Texto fornecido.
… (Série Artigos Técnicos)… GEOLOGIA DE ENGENHARIA: A GEOCIÊNCIA APLICADA QUE VÊ O HOMEM ENQUANTO AGENTE GEOLÓGICO

Felix qui potuit rerum cognoscere causas. Feliz o que pode conhecer as causas das coisas.   

(Elogio de Virgílio àqueles que pesquisam os fenômenos da Natureza)

Sobre a missão e a prática da Geologia de Engenharia

Mesmo constituindo-se em uma das geociências aplicadas de maior e crescente importância para o sucesso dos empreendimentos humanos no planeta, e para o sucesso da própria Humanidade como espécie, a Geologia de Engenharia ainda é pouco conhecida do grande público e até de setores técnicos próximos, especialmente no que se refere à sua conceituação, sua vinculação científica principal e seu raio de ação.

Entre os campos de aplicação da Geologia destacam-se a Geologia Econômica, que tem por missão a busca e a lavra de todos os recursos minerais de interesse do Homem (aí inclusos todos os tipos de minérios, o petróleo, o gás natural, a água subterrânea), e a Geologia de Engenharia, cuja missão maior é compatibilizar tecnicamente toda intervenção do Homem no planeta com as características geológicas naturais (o ambiente geológico) de cada região ou local afetado.

A IAEG (International Association for Engineering Geology and the Environment), refletindo o crescimento exponencial dos problemas ambientais em todo o mundo, atualizou sua conceituação epistemológica oficial para Geologia de Engenharia, a qual consta de seus estatutos e já dos estatutos da ABGE (Associação Brasileira de Geologia de Engenharia e Ambiental):

“Geologia de Engenharia é a ciência dedicada à investigação, estudo e solução dos problemas de engenharia e meio ambiente decorrentes da interação entre as obras e atividades do Homem e o meio físico geológico, assim como ao prognóstico e ao desenvolvimento de medidas preventivas ou reparadoras de riscos geológicos”.

De uma forma concisa, podemos entender a “Geologia de Engenharia como a Geociência Aplicada responsável pelo domínio tecnológico da interface entre a atividade humana e o meio físico geológico”.

A Geologia de Engenharia, por outro lado, integra, com a Mecânica dos Solos e com a Mecânica das Rochas, alimentando-se reciprocamente, o grande campo da Geotecnia, o qual reúne todo o ferramental científico e tecnológico para o mais correto equacionamento, dimensionamento e execução de obras de engenharia no que diz respeito às suas relações com os terrenos e materiais naturais com os quais interferem.

Material fornecido.
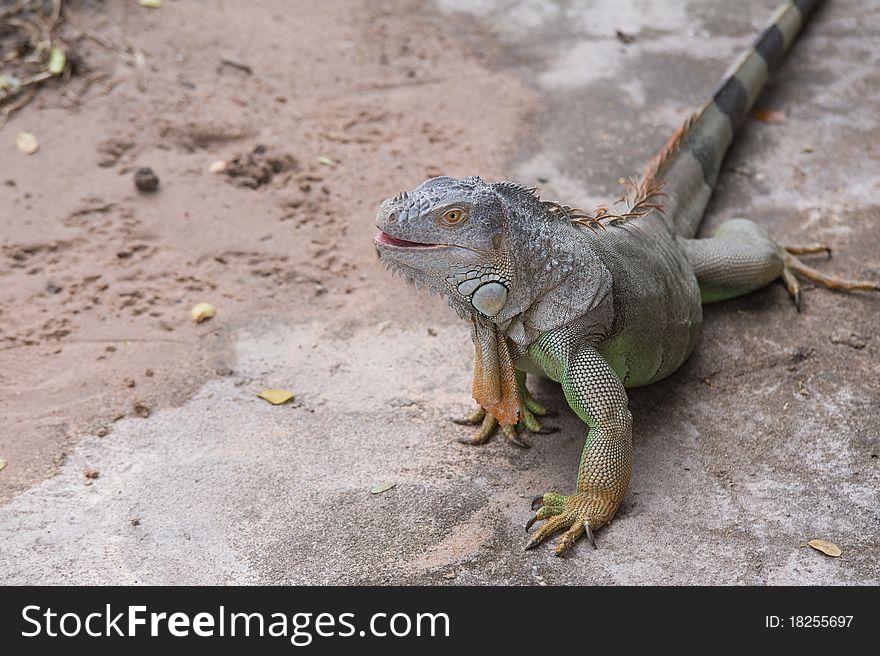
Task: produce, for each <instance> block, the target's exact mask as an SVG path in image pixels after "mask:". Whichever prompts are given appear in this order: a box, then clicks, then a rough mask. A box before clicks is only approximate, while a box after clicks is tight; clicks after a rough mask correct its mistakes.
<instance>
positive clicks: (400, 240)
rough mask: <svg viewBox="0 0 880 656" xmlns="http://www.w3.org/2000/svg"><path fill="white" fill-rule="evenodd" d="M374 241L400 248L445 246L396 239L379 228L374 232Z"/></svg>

Instruções.
1. Segundo o texto sobre Geologia de Engenharia, com quais disciplinas a Geologia de Engenharia integra o grande campo da Geotecnia?
2. Reescreva o trecho do texto sobre Geologia de Engenharia que vai de "De uma forma" até "os quais interferem.", trocando "Geotecnia" por "Engenharia Geotécnica".

Respostas escritas.
1. Com a Mecânica dos Solos e a Mecânica das Rochas.

2.
De uma forma concisa, podemos entender a “Geologia de Engenharia como a Geociência Aplicada responsável pelo domínio tecnológico da interface entre a atividade humana e o meio físico geológico”.

A Geologia de Engenharia, por outro lado, integra, com a Mecânica dos Solos e com a Mecânica das Rochas, alimentando-se reciprocamente, o grande campo da Engenharia Geotécnica, o qual reúne todo o ferramental científico e tecnológico para o mais correto equacionamento, dimensionamento e execução de obras de engenharia no que diz respeito às suas relações com os terrenos e materiais naturais com os quais interferem.